» CONSIGNE:
Répondez aux questions suivantes d'après l'entretien sur le procès du suicide assisté.
1. Quel tribunal a exonéré le vétérinaire de responsabilité pénale, et quel jour ?
2. Combien de fausses ordonnances le vétérinaire est-il accusé d'avoir établies ?
3. Quel moyen de défense l'avocat a-t-il invoqué devant le juge ?

Procès du suicide assisté : « Mon client a agi par compassion » - La Semaine Vétérinaire n° 1946 du 27/05/2022
La Semaine Vétérinaire n° 1946 du 27/05/2022

Société

ANALYSE GENERALE

Auteur(s) : Propos recueillis par Michaella Igoho-Moradel

Inédit. Ce lundi 2 mai, le tribunal correctionnel d’Angers a exonéré de responsabilité pénale un vétérinaire angevin poursuivi pour avoir fourni une assistance dans le cadre de la fin de vie d’une personne atteinte de la maladie de Charcot. Une décision qui fera jurisprudence ? L’avocat du praticien, maître Antoine Barret, revient sur cette affaire qui soulève un véritable débat de société. L’Ordre des vétérinaires n’a, de son côté, pas souhaité commenter cette décision.

Quels sont les faits reprochés à votre client ?

Il est lui reproché d’avoir établi trois fausses ordonnances afin de permettre la délivrance en pharmacie de produits à caractère létal. Les textes de droit n’incriminent pas le fait d’apporter une aide à quelqu’un pour se suicider. Ce qui est réprimé est l’incitation ou la provocation au suicide. En l’occurrence, ce n’est pas le sujet qui nous intéresse. Dans cette affaire, une personne atteinte de la maladie de Charcot, dont on connaît le caractère dévastateur et l’issue inéluctable, avait décidé de se suicider. À sa demande, mon client lui en a fourni les moyens. Ceci n’est ni un délit ni un crime. En revanche, le moyen par lequel il a agi est constitutif du délit de faux en écriture. Mon client a agi par compassion, amitié et respect de la souffrance de l’autre et de sa demande ultime.

Quels moyens de défense avez-vous invoqués au cours du procès ?

Nous avons invoqué l’état de nécessité devant le juge. Ce principe inscrit dans le Code pénal prévoit que si l’infraction est commise dans la finalité d’éviter un dommage plus grave, il est possible pour son auteur d’être exonéré de responsabilité pénale.

Comment liez-vous cette notion à cette affaire ?

La personne malade a évoqué l’extrême souffrance qui était la sienne. Au-delà de sa fin de vie certaine, son souhait était d’échapper aux affres de l’hospitalisation et de la fin vie avec paralysie et souffrance. Il voulait au contraire une mort digne. Avec un moment et un contexte choisis. Je considère que la sauvegarde d’une personne s’entend également par tout ce qui constitue la personnalité humaine. C’est-à-dire, la dignité, la conscience, ses libertés de manière générale. Il ne s’agit pas simplement de la sauvegarde de sa vie. Le danger peut s’entendre comme le fait d’être exposé à une souffrance et à une mort absolument atroce quand il y a la possibilité d’une mort apaisée. Le danger était de ne pas pouvoir bénéficier de cette mort apaisée.

» DONNÉES ENREGISTRÉES:
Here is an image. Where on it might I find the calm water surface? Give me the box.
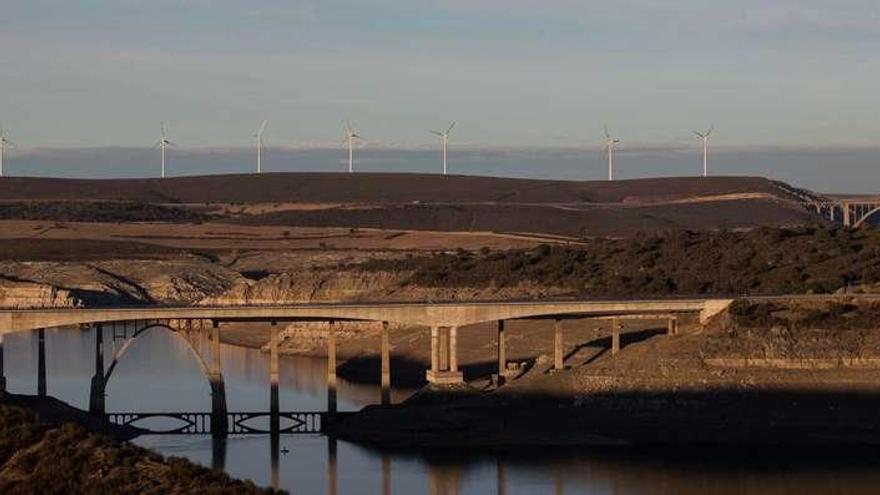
[6,329,880,495]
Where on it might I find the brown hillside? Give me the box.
[0,173,788,204]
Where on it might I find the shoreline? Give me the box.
[0,393,286,494]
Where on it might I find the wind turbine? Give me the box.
[345,120,363,173]
[153,121,174,179]
[603,126,620,180]
[694,125,715,177]
[0,125,15,177]
[431,122,455,175]
[254,120,269,174]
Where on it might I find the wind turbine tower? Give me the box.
[694,125,715,177]
[431,122,455,175]
[254,120,269,174]
[604,126,620,180]
[0,126,15,177]
[154,121,174,179]
[345,120,363,173]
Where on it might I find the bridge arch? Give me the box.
[853,206,880,229]
[89,321,229,438]
[104,323,213,385]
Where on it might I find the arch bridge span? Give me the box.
[0,299,732,333]
[0,299,733,436]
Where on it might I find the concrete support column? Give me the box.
[553,318,565,371]
[269,325,281,436]
[611,318,620,356]
[327,436,337,495]
[449,327,458,373]
[498,320,507,382]
[37,328,46,397]
[382,454,391,495]
[381,321,391,406]
[0,332,6,397]
[89,323,107,416]
[426,327,464,385]
[327,321,336,416]
[269,435,281,490]
[211,321,220,375]
[208,321,227,438]
[440,327,449,371]
[666,318,678,336]
[431,327,440,373]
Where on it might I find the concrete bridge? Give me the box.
[808,197,880,228]
[0,299,732,436]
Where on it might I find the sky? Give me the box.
[0,0,880,189]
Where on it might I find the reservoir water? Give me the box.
[5,328,880,495]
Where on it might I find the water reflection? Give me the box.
[5,329,880,495]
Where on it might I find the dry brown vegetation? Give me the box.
[362,226,880,297]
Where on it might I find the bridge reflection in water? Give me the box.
[6,326,880,495]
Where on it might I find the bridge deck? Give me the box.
[0,299,731,334]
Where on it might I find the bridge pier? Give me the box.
[426,327,464,385]
[37,328,46,397]
[611,318,620,356]
[553,318,565,371]
[327,320,336,416]
[380,321,391,406]
[208,321,229,438]
[269,325,281,436]
[0,332,6,398]
[89,323,107,416]
[666,317,678,336]
[498,320,507,385]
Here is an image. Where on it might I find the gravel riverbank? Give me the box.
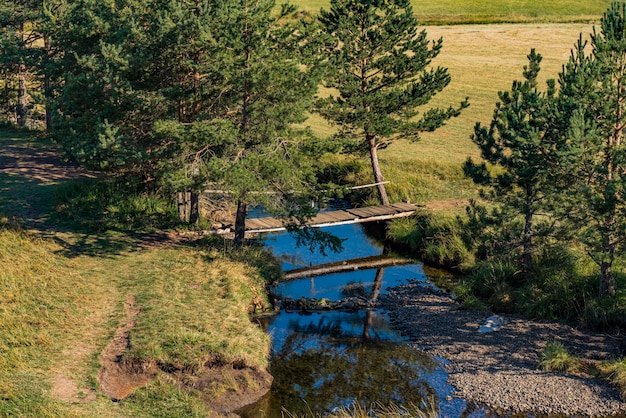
[381,283,626,417]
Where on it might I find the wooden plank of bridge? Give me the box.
[284,255,413,280]
[246,203,418,232]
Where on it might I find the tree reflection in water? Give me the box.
[241,311,437,417]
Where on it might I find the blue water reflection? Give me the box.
[239,220,466,418]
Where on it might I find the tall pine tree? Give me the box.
[317,0,467,205]
[559,3,626,295]
[464,49,555,278]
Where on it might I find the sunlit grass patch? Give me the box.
[292,0,611,25]
[0,228,84,416]
[123,249,269,370]
[600,359,626,401]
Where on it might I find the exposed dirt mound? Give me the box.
[98,296,156,401]
[188,365,273,416]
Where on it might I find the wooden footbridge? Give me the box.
[246,203,419,233]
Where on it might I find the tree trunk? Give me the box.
[43,36,52,131]
[235,199,248,246]
[600,210,616,296]
[15,64,28,128]
[367,134,389,205]
[522,184,533,280]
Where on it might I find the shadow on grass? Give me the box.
[0,134,188,257]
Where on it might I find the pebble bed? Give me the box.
[380,283,626,417]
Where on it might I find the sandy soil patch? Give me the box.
[381,283,626,417]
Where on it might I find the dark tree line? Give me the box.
[0,0,458,243]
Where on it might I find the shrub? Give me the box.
[388,211,474,270]
[600,359,626,401]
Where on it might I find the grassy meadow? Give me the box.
[290,0,611,25]
[0,131,277,417]
[0,0,610,417]
[308,23,593,209]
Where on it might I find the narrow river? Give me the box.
[239,220,482,418]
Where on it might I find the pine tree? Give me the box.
[559,3,626,295]
[316,0,467,205]
[56,0,319,244]
[0,0,46,127]
[199,0,319,244]
[464,49,555,278]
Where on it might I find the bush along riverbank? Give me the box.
[388,210,626,404]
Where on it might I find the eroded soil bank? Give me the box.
[381,283,626,417]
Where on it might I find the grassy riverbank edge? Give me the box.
[0,131,279,417]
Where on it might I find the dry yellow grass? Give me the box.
[381,24,592,164]
[308,23,593,202]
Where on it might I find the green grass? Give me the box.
[291,0,611,24]
[600,358,626,401]
[0,220,269,416]
[0,131,278,417]
[307,23,593,203]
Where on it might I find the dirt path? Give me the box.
[382,284,626,417]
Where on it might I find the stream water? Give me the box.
[239,220,482,418]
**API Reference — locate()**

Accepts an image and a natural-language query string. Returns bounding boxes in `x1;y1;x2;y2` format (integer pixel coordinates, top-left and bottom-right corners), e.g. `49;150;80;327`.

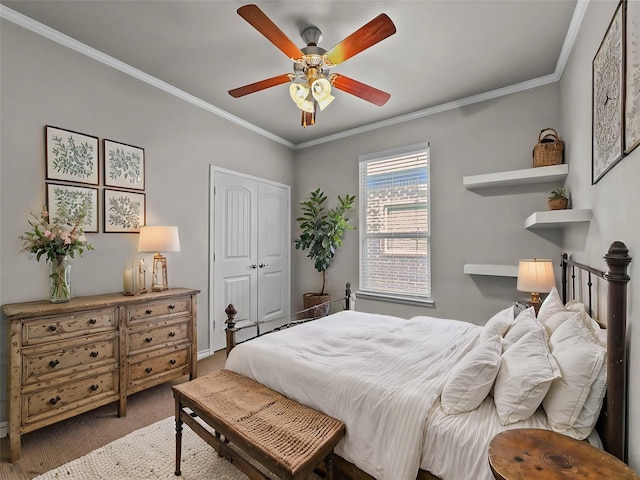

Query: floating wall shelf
524;209;593;229
462;164;569;190
464;263;518;278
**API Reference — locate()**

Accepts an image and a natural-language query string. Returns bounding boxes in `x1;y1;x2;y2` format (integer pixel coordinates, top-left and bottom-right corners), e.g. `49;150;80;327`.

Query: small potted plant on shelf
547;187;569;210
295;188;356;318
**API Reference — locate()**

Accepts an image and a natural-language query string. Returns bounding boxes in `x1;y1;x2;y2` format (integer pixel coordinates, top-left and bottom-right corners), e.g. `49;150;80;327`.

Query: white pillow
493;328;560;425
538;287;565;325
478;307;514;341
544;310;588;336
565;361;607;440
542;313;606;433
441;335;502;415
502;307;549;352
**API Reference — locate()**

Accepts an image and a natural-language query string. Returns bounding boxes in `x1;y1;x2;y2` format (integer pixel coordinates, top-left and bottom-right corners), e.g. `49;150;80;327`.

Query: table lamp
516;258;556;315
138;226;180;292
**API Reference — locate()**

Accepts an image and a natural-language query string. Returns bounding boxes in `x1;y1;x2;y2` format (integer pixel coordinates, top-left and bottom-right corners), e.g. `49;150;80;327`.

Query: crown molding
0;0;590;150
0;5;295;148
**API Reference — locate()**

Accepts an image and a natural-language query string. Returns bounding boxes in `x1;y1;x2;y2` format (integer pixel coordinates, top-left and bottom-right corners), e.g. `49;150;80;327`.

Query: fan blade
325;13;396;65
229;73;291;98
238;5;304;60
331;74;391;107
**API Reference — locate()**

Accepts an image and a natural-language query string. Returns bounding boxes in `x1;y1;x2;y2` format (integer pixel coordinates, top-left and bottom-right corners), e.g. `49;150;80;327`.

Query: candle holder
138;259;147;294
122;260;140;296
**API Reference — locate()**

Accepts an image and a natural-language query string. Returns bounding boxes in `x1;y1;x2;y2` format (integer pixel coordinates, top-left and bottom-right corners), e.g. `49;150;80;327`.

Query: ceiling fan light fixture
311;78;336;110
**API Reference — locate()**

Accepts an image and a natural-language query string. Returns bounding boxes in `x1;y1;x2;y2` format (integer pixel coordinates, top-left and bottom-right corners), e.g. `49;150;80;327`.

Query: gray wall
292;84;562;324
560;2;640;471
0;19;294;428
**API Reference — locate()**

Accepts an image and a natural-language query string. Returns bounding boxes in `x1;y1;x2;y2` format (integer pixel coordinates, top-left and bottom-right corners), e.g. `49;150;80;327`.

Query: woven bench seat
172;369;345;480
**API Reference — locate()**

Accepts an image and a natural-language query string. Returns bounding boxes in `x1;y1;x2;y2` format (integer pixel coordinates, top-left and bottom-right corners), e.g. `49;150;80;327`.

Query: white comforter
226;311;486;480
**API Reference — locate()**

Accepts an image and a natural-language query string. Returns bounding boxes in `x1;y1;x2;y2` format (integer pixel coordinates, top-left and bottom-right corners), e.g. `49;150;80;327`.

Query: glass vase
49;255;71;303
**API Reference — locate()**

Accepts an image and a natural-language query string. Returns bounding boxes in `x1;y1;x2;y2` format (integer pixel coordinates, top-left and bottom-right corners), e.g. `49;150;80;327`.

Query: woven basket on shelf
533;128;564;167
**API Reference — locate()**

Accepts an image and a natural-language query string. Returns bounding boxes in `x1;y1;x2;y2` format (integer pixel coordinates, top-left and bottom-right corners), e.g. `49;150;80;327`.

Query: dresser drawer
22;308;118;345
127;319;189;354
22;370;119;425
22;332;119;385
127;297;191;324
127;346;191;386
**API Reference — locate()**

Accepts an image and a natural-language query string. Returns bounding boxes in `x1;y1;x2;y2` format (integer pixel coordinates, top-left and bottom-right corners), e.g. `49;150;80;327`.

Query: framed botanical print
591;2;623;184
104;139;144;190
47;183;98;233
45;125;99;185
624;1;640;154
104;188;146;233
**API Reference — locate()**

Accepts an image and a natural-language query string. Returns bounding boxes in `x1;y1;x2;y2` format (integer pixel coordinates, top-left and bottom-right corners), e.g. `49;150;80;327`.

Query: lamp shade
311;78;335;110
138;226;180;252
516;258;556;293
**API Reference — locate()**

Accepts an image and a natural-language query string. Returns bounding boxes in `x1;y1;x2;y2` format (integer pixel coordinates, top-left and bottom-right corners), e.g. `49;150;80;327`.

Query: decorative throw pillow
542;313;606;433
441;335;502;415
502;307;548;352
544;310;586;336
478;307;514;342
564;361;607;440
493;328;560;425
538;287;565;325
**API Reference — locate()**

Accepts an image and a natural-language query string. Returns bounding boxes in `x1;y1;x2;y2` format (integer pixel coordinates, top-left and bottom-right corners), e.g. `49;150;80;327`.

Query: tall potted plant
295;188;356;317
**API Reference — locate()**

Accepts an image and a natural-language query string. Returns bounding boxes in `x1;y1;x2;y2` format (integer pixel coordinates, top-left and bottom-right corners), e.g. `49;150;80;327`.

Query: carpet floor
0;350;226;480
35;417;247;480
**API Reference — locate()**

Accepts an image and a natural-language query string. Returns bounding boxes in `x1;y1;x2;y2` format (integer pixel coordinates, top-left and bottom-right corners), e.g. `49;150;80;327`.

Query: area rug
34;417;320;480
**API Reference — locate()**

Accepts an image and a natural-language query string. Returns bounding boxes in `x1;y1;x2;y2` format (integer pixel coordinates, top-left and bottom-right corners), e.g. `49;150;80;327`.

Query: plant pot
547;198;569;210
302;293;331;318
49;255;71;303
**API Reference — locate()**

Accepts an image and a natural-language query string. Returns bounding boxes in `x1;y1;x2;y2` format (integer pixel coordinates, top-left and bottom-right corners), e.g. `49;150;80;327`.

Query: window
359;144;431;302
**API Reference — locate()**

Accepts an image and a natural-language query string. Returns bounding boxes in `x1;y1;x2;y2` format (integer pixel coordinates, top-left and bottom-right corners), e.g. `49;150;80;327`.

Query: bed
226;242;631;480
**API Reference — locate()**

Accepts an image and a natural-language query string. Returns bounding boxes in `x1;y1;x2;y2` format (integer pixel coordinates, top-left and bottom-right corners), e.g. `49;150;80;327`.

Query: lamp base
527;292;542;317
151;253;169;292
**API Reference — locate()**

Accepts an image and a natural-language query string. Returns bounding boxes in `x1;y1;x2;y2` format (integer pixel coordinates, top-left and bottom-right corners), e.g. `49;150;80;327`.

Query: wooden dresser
2;288;200;462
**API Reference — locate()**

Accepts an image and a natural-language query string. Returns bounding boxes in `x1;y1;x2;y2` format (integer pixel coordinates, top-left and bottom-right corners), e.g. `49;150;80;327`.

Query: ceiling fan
229;5;396;127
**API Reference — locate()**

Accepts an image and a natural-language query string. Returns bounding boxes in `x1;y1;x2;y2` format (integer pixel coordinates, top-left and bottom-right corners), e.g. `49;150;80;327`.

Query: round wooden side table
489;428;640;480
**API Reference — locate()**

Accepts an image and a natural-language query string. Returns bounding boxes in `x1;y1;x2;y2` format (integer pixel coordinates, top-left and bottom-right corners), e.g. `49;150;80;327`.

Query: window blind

» RÉSULTAT OBTENU:
1. Le tribunal correctionnel d'Angers, le lundi 2 mai.
2. Trois.
3. L'état de nécessité.